**YOUR ASSIGNMENT:**
From first line to last, print the records exactly, but leave out the pictures.

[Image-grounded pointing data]

__________

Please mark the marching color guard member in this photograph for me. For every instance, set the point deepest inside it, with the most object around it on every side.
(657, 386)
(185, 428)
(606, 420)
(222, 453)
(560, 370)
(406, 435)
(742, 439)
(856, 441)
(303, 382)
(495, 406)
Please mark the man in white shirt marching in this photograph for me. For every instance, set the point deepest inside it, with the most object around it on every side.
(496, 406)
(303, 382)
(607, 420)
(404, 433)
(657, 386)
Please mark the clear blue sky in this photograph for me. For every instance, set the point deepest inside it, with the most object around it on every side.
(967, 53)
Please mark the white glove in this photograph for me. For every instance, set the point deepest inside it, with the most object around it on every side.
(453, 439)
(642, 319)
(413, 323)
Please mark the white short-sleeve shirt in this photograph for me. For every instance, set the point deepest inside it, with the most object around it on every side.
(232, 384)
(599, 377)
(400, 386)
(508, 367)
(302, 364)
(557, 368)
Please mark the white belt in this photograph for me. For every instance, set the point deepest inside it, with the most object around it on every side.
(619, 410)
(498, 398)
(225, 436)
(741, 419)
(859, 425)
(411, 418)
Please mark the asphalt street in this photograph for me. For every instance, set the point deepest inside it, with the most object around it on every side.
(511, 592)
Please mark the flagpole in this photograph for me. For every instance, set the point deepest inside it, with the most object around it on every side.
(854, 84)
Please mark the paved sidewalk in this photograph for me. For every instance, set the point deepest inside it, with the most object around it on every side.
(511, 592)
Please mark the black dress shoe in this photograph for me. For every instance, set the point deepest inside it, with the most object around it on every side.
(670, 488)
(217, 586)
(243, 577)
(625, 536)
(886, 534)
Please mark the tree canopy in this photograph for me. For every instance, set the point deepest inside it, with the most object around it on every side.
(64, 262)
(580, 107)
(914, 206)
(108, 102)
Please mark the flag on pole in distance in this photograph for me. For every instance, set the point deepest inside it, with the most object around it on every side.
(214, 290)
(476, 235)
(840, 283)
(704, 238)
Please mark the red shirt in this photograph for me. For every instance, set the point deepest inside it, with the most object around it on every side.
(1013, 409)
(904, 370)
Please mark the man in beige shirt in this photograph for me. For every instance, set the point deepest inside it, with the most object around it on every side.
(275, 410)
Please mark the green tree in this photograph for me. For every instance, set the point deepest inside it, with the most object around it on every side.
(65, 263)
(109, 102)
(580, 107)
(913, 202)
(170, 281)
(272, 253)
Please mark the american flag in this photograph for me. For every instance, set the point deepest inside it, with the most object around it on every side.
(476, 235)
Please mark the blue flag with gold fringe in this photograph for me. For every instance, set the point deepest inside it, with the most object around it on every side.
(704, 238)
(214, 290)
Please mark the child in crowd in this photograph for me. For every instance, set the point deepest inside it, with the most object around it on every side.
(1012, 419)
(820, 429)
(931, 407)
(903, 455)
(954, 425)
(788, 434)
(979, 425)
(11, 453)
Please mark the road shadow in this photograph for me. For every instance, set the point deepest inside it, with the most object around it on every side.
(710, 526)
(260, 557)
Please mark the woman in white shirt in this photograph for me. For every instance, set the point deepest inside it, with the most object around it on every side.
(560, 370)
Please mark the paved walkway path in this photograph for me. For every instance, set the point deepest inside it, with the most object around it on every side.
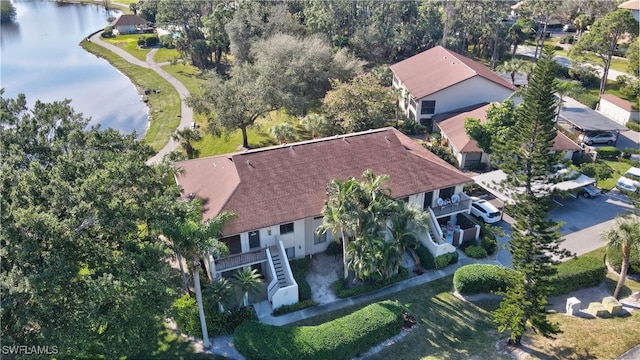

__________

**PROBLEM SOLUTION:**
Please mark the marching color guard member in this photograph for me. For every instance, set the point deepest inside it, with the most object around it on every side.
(657, 386)
(185, 428)
(606, 420)
(222, 453)
(560, 370)
(406, 435)
(742, 439)
(856, 441)
(303, 382)
(495, 406)
Please mark the man in white shirt marching in this photograph for me. For every instance, set the point deepest inside it, with the most object around it on every side.
(496, 406)
(303, 382)
(607, 420)
(404, 433)
(657, 386)
Please mark the clear blue sky in this photograph for me. For every instance, set the point deepest inside it, with the most object around it on every side.
(967, 53)
Please mark the white glove in this photograph for me. For every instance, set the point deepest inside it, with the most object around it on every side.
(453, 439)
(642, 319)
(413, 323)
Please mark the white short-sleeve shirt in this photograph for me. For every instance, set the point deepest inside it, with the most object around it on every side.
(232, 384)
(599, 377)
(400, 386)
(508, 367)
(302, 364)
(557, 368)
Please mark the white belt in this photograph for me. For every instance, set the point deepest inside it, with the most object around it on every side.
(619, 410)
(498, 398)
(225, 436)
(741, 419)
(859, 425)
(411, 418)
Please mark the asphalt street in this photograph for me. For every instance, set the point deepest inside it, with the most object around it on every side.
(511, 592)
Please mark the flagpole in this photograph for me. For every instance, set the point deepest inside it, with the most object around it on every side.
(854, 84)
Please mark the paved sidewalk in this photograph for me. For every instance, set the point deepest inside it, with the most object around it on every side.
(511, 592)
Please mark the black dress shoe in this photograph for me. For every instance, set the point deepest inside it, with the most object around it on every side.
(670, 488)
(217, 586)
(243, 577)
(625, 536)
(886, 534)
Please mark the tree canopy in this photograph for me. For every instance, set the point deepest inside it, with the most object around it on every side.
(64, 262)
(580, 107)
(914, 206)
(108, 102)
Please mark the flag on pole in distance in this photograph for me. For every instance, set the point deepest inside it, with the most object around it on every side.
(214, 290)
(476, 235)
(840, 283)
(704, 238)
Please mark the red shirt in this photograph for me. For every instance, set the point deepest inside it, with the most object around it on every side.
(1013, 409)
(904, 370)
Please mark the man in beige shirt in this photograph for me. For every instance, set the point deepest inside it, with the most object around it on every side.
(275, 410)
Please mark the green tree in this photograph for me. For every instance, set the point deepest inside it, with the most object around it on every side.
(65, 263)
(109, 102)
(580, 107)
(913, 202)
(170, 281)
(272, 253)
Please mark the american flag in this photograph for me. For every instance, set the point deepest inside it, with the most object around it on every side.
(476, 235)
Please mark the blue flag with gold fringe in this photograph for me. For every instance, set the point deepest inside it, with the most object around it on every side.
(704, 238)
(214, 290)
Please mark the child in crowd in this photograph for me. For every instance, set the point deepest inside it, with the most object around it on every side.
(1012, 419)
(820, 429)
(931, 407)
(903, 455)
(954, 425)
(788, 434)
(979, 425)
(11, 453)
Please mark the road shadow in this photograph for me. For every instance, set the point deepest inside it, with the most object around it on every side.
(710, 526)
(260, 557)
Please mark the woman in white shirt in this photograph for me. For every instance, set the point deepest inside it, with the most object around it on every side.
(560, 370)
Please mark the paved walkway path in this photograph for me. For every instance, set the point deepest inside it, with the most object around it on every side.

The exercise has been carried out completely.